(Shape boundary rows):
start
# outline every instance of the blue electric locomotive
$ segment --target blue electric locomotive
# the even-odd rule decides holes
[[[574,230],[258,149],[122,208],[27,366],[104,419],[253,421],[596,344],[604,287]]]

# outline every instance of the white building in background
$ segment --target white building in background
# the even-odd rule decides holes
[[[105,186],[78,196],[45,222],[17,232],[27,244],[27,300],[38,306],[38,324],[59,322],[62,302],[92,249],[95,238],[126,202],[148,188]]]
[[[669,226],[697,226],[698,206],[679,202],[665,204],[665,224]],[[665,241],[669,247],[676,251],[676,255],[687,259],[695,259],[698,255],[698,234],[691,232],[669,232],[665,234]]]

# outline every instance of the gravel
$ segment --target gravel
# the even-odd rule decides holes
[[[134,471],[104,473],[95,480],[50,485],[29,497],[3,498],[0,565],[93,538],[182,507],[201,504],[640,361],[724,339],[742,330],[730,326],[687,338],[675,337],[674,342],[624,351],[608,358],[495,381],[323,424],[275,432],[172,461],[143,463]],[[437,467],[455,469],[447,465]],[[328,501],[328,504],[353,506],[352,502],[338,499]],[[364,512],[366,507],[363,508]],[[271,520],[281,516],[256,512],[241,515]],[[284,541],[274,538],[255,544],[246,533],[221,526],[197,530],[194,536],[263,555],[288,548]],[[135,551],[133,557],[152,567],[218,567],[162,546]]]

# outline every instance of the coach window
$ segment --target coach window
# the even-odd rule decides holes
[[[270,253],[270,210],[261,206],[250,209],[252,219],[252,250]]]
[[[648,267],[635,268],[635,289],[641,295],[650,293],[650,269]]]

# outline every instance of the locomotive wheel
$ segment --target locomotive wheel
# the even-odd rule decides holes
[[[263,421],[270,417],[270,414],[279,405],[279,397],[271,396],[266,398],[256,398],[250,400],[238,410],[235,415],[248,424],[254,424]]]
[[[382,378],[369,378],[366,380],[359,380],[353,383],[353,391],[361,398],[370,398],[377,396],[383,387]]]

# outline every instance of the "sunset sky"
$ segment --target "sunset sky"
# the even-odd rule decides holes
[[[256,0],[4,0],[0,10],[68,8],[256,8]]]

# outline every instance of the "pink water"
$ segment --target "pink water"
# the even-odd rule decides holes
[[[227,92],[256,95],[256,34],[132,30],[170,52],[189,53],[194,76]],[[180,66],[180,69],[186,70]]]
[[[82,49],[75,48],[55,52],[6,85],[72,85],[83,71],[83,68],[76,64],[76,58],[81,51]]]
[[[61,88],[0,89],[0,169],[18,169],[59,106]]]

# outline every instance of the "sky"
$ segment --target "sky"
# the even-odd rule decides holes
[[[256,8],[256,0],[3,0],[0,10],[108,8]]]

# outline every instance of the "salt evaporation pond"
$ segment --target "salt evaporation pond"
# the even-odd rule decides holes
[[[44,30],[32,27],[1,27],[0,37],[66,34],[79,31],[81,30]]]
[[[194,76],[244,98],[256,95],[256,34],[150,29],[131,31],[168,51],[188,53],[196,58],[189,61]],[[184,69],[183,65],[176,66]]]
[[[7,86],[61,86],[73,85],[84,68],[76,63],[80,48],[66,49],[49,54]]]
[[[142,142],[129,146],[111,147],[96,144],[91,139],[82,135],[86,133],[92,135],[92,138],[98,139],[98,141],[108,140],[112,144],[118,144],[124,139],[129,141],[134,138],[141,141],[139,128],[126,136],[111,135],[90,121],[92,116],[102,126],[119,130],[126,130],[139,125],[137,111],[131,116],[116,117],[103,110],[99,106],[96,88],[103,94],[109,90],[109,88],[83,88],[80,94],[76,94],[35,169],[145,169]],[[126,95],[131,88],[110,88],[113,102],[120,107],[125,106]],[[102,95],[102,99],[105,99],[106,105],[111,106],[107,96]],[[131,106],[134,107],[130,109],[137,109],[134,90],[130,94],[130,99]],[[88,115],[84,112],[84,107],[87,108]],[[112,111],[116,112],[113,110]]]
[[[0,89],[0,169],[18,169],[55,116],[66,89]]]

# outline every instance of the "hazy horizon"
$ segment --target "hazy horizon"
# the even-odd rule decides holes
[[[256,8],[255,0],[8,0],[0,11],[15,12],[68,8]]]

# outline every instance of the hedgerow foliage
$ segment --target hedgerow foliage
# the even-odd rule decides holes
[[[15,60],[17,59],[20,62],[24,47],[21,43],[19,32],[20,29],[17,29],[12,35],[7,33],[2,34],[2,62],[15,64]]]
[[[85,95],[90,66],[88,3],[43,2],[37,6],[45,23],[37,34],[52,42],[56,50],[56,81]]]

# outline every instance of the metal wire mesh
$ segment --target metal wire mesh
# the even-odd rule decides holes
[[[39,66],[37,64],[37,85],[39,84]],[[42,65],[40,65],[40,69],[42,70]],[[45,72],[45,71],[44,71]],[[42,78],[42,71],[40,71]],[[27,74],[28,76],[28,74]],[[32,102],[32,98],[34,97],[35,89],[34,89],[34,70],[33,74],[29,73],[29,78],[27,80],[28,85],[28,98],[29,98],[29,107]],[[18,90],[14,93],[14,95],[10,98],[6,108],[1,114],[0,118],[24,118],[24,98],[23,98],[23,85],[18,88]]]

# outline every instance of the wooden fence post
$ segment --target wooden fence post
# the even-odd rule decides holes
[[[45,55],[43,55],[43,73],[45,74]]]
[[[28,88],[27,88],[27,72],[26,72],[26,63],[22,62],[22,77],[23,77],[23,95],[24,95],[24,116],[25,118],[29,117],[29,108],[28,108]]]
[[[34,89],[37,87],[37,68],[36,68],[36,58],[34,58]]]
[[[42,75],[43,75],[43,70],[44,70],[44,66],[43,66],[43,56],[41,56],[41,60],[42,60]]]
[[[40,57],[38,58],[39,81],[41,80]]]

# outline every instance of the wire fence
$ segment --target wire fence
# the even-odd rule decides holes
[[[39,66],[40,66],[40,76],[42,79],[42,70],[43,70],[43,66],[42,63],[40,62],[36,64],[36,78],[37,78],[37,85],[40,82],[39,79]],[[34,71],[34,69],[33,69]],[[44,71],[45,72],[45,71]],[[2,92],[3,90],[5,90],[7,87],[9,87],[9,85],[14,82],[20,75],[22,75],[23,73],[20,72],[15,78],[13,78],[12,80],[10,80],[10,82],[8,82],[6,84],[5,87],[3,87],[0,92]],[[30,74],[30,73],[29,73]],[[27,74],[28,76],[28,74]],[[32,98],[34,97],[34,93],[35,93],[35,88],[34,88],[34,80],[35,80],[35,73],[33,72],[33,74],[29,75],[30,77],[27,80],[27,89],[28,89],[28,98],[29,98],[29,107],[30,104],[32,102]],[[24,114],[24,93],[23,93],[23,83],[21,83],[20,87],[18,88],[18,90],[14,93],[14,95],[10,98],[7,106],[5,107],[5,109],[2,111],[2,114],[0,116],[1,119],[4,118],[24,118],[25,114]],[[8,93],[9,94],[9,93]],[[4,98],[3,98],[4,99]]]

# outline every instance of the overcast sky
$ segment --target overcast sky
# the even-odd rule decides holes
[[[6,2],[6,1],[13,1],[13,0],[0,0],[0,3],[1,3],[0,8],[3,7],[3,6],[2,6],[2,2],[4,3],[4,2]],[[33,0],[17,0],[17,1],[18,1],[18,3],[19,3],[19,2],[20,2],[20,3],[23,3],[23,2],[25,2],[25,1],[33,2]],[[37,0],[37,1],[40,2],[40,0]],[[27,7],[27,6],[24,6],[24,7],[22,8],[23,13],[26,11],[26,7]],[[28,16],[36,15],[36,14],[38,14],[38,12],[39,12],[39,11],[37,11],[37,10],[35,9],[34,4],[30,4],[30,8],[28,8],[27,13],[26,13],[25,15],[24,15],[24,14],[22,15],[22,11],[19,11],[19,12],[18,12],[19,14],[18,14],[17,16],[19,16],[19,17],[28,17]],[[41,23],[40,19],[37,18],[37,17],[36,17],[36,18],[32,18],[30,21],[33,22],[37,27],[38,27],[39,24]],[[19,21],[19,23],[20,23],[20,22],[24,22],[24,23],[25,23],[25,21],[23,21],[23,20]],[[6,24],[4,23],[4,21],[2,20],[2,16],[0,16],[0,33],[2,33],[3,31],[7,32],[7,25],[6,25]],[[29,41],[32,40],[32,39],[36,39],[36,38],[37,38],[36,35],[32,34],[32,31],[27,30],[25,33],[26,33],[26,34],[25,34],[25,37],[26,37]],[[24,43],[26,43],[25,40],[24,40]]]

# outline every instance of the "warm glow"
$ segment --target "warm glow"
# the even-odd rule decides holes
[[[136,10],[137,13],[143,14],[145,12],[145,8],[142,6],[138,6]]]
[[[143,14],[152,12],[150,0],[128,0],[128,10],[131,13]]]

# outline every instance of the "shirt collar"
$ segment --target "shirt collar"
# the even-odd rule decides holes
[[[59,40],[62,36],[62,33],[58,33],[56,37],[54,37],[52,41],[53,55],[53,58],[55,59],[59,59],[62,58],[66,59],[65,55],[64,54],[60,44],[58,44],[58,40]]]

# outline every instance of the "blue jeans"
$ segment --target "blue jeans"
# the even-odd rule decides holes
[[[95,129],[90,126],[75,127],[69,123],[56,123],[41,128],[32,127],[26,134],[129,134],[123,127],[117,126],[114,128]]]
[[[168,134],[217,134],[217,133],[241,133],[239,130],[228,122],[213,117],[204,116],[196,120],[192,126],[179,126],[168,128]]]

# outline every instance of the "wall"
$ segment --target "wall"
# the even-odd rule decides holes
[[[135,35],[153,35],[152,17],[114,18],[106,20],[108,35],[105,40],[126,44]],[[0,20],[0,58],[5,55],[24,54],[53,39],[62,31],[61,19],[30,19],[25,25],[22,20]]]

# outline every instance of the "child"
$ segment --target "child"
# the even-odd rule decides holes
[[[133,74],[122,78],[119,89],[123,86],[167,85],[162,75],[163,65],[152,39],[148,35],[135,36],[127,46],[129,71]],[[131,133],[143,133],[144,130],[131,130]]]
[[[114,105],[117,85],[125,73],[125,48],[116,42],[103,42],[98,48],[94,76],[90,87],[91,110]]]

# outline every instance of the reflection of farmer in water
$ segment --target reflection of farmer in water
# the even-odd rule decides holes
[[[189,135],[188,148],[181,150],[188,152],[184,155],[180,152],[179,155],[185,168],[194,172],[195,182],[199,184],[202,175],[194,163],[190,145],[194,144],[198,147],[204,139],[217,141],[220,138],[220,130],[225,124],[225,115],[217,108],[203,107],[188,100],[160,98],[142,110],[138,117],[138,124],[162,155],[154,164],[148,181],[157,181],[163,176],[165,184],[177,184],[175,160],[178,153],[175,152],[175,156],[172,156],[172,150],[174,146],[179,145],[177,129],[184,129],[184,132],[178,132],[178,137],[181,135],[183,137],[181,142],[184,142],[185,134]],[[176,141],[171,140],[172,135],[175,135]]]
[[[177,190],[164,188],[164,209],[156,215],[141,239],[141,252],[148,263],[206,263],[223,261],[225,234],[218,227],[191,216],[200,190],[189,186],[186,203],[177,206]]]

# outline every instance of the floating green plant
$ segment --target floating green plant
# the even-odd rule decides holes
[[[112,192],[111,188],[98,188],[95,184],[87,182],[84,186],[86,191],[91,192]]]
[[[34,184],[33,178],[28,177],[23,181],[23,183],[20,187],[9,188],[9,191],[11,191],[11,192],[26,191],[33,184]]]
end
(Exercise requirements): Copy out the rows between the line holding "# outline every instance of the coach window" and the line holding "[[[256,0],[4,0],[0,10],[68,8],[256,8]]]", both of those lines included, without changing anything.

(Problem solution):
# outline every instance of the coach window
$ segment --target coach window
# the even-odd rule decides holes
[[[270,253],[270,210],[261,206],[250,209],[252,219],[252,250]]]
[[[648,267],[635,268],[635,289],[641,295],[650,293],[650,269]]]

# outline every instance of the locomotive wheel
$ segment --target locomotive wheel
# the even-odd rule decides holes
[[[263,421],[270,417],[270,414],[279,405],[279,397],[271,396],[266,398],[256,398],[250,400],[238,410],[235,415],[248,424],[254,424]]]
[[[382,378],[369,378],[366,380],[359,380],[353,383],[353,391],[361,398],[370,398],[377,396],[383,387]]]

# outline every instance of the "sunset sky"
$ segment --target "sunset sky"
# the even-odd rule decides holes
[[[256,0],[4,0],[0,10],[68,8],[256,8]]]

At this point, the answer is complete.